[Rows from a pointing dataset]
========

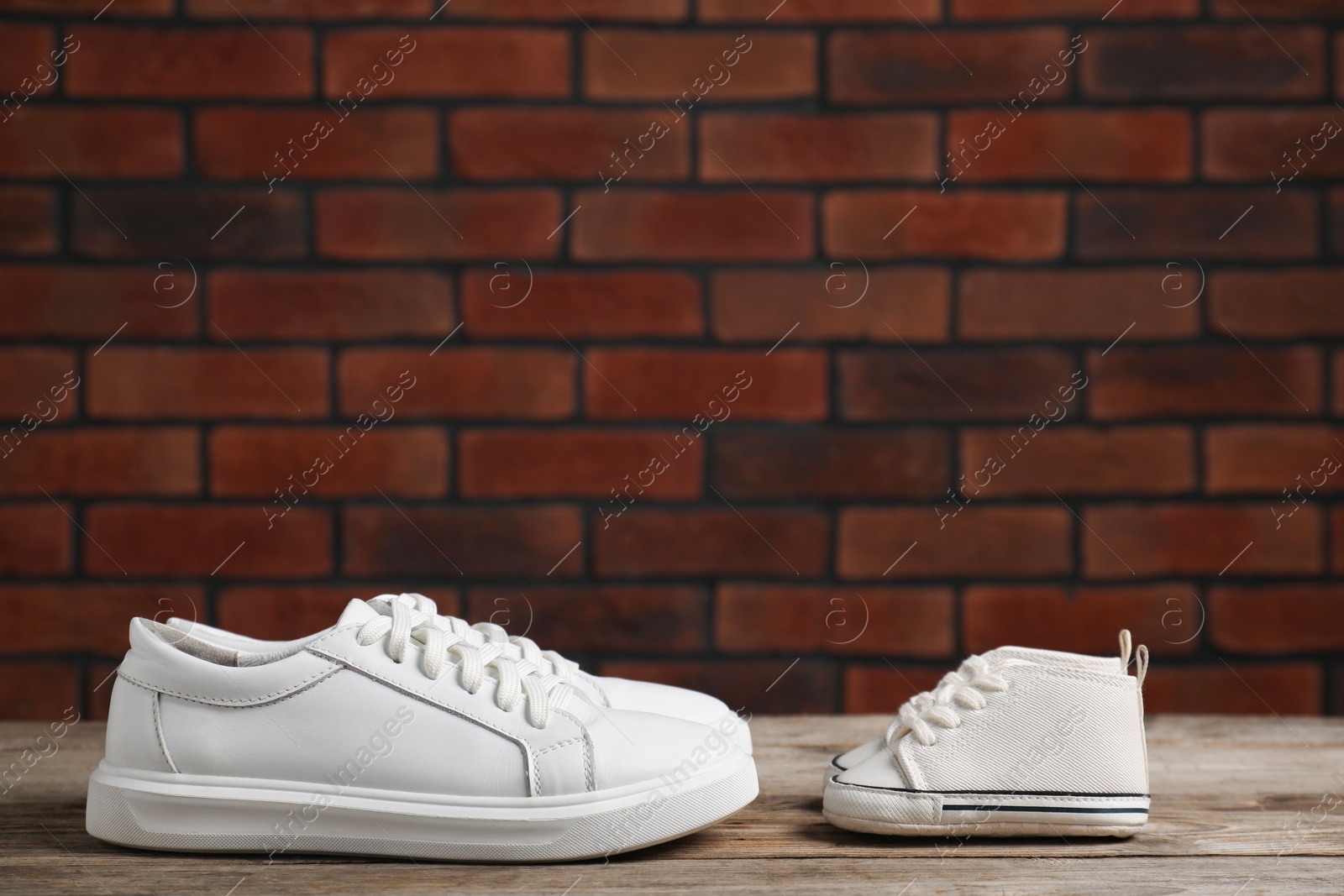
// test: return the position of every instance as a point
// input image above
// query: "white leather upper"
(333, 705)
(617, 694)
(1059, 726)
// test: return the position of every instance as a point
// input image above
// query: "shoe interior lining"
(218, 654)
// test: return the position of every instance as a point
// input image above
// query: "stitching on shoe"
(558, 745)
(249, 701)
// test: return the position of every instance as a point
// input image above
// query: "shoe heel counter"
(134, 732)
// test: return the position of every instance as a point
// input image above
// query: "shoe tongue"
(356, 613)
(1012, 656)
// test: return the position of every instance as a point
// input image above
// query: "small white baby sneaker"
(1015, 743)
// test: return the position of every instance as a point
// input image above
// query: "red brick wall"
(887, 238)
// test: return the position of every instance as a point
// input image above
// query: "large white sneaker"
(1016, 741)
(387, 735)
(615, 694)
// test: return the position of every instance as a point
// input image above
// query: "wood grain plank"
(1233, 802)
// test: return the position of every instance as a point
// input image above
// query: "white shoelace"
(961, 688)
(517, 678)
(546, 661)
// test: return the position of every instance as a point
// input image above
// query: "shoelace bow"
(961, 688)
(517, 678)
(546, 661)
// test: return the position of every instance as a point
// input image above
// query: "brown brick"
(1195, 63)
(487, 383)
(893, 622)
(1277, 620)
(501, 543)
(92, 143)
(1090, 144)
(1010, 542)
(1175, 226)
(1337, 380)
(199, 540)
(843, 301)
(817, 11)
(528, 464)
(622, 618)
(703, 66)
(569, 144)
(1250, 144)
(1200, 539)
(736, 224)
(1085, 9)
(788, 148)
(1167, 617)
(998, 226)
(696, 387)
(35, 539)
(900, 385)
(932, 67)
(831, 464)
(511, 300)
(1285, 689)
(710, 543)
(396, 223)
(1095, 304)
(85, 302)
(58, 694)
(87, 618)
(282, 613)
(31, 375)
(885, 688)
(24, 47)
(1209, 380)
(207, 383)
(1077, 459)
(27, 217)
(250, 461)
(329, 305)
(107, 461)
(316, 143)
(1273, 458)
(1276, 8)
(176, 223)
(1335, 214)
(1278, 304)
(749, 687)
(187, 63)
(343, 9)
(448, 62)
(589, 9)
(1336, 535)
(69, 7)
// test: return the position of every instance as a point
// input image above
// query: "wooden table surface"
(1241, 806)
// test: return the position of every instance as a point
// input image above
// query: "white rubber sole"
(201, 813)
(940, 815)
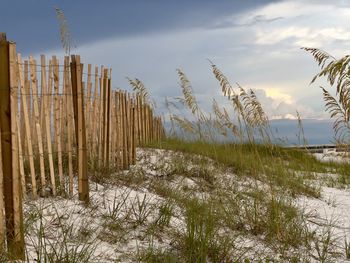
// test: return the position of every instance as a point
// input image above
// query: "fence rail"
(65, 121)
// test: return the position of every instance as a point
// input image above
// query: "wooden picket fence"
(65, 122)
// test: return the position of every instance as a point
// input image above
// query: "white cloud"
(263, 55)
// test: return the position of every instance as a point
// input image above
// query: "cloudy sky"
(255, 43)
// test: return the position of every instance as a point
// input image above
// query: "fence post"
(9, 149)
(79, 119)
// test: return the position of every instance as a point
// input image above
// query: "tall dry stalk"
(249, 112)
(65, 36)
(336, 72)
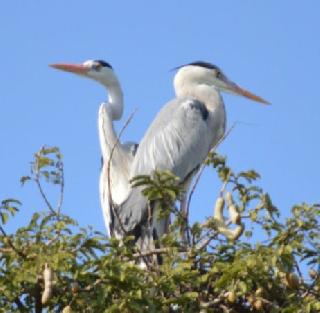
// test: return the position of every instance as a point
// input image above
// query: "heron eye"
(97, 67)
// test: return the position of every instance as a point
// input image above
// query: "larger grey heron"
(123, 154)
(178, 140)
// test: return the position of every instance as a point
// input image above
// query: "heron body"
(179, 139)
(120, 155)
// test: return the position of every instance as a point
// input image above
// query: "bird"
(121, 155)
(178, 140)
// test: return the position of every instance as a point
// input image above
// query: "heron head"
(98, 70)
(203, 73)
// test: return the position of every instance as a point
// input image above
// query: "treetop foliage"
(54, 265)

========

Exercise description: Rewrite all of the data with "input image above" replaced by "image provided above" wherever it appears, leaving everything else unchanged and the pictures out.

Exercise answer:
// test: return the position of every instance as a point
// image provided above
// query: "white leather upper"
(333, 705)
(617, 694)
(1059, 726)
// test: return the position of every instance as a point
// image provided above
// query: "shoe interior lining"
(218, 654)
// test: return the position of every instance as a point
// image provided above
// query: "stitching on shoe"
(558, 745)
(249, 701)
// test: return the position of every instance as a point
// image provided above
// query: "shoe heel counter"
(134, 732)
// test: return the position of every instance as a point
// image provided above
// query: "shoe tongue"
(356, 613)
(1012, 656)
// test: return the position of every instance as a point
// image provided above
// query: "small white baby sneaker"
(1015, 743)
// test: return the position of every instance as a point
// image provided above
// query: "red brick wall"
(887, 238)
// test: return the position of every instance as a point
// image provided above
// query: "large white sneaker"
(1016, 741)
(387, 735)
(615, 694)
// test: return the position of every instance as a point
// image provided above
// query: "wood grain plank"
(1233, 802)
// test: return the position of every instance as a point
// image provided above
// query: "white shoelace"
(961, 688)
(517, 678)
(546, 661)
// test: return the position of every instance as a point
// image provided above
// query: "shoelace bow"
(961, 688)
(517, 678)
(546, 661)
// test: return the position of every instance as a point
// image provided above
// query: "brown brick"
(1195, 63)
(487, 383)
(893, 622)
(1277, 620)
(501, 543)
(92, 143)
(1090, 144)
(1010, 542)
(1175, 226)
(1337, 380)
(199, 540)
(843, 301)
(817, 11)
(528, 464)
(622, 618)
(703, 66)
(569, 144)
(1250, 144)
(1200, 539)
(736, 224)
(1085, 9)
(788, 148)
(1167, 617)
(998, 226)
(696, 387)
(35, 539)
(900, 385)
(932, 67)
(831, 464)
(511, 300)
(1285, 689)
(710, 543)
(396, 223)
(1095, 304)
(85, 302)
(58, 694)
(87, 618)
(282, 613)
(31, 375)
(885, 688)
(24, 47)
(1209, 380)
(207, 383)
(1077, 459)
(27, 217)
(250, 461)
(329, 305)
(107, 461)
(316, 143)
(1273, 458)
(1276, 8)
(176, 223)
(1335, 214)
(1278, 304)
(749, 687)
(187, 63)
(343, 9)
(448, 62)
(589, 9)
(1336, 535)
(69, 7)
// test: return the position of every instance as a point
// image provided above
// query: "wooden table surface"
(1241, 806)
// test: return the position of every instance as a point
// image provided above
// query: "white rubber sole"
(201, 813)
(940, 815)
// test: return the position of every instance as a point
// image provided above
// query: "fence rail"
(65, 121)
// test: return the position of every instance as a point
// image provided above
// query: "wooden picket fence"
(65, 122)
// test: return the position of every instance as a point
// image provided above
// query: "white cloud"
(263, 55)
// test: return the position of every instance as a point
// image provided above
// query: "cloudy sky"
(255, 43)
// test: return the position of every instance as a point
// image provided above
// query: "fence post"
(9, 149)
(79, 119)
// test: return the position of every instance as a point
// image provided above
// query: "tall dry stalk"
(249, 112)
(65, 36)
(336, 72)
// test: return the position of every instance as a point
// image provided above
// query: "heron eye"
(97, 67)
// test: return the position of every instance as a point
// image provided above
// query: "larger grey heron"
(123, 154)
(178, 140)
// test: return the position of every instance as a point
// image provided above
// query: "heron body"
(179, 139)
(120, 155)
// test: return the position of every instance as a point
// image provided above
// query: "bird"
(121, 155)
(178, 140)
// test: return the position of every instance as a point
// image provided above
// query: "heron head"
(98, 70)
(203, 73)
// test: return the position of every instance as a point
// image provided above
// query: "treetop foliage"
(54, 265)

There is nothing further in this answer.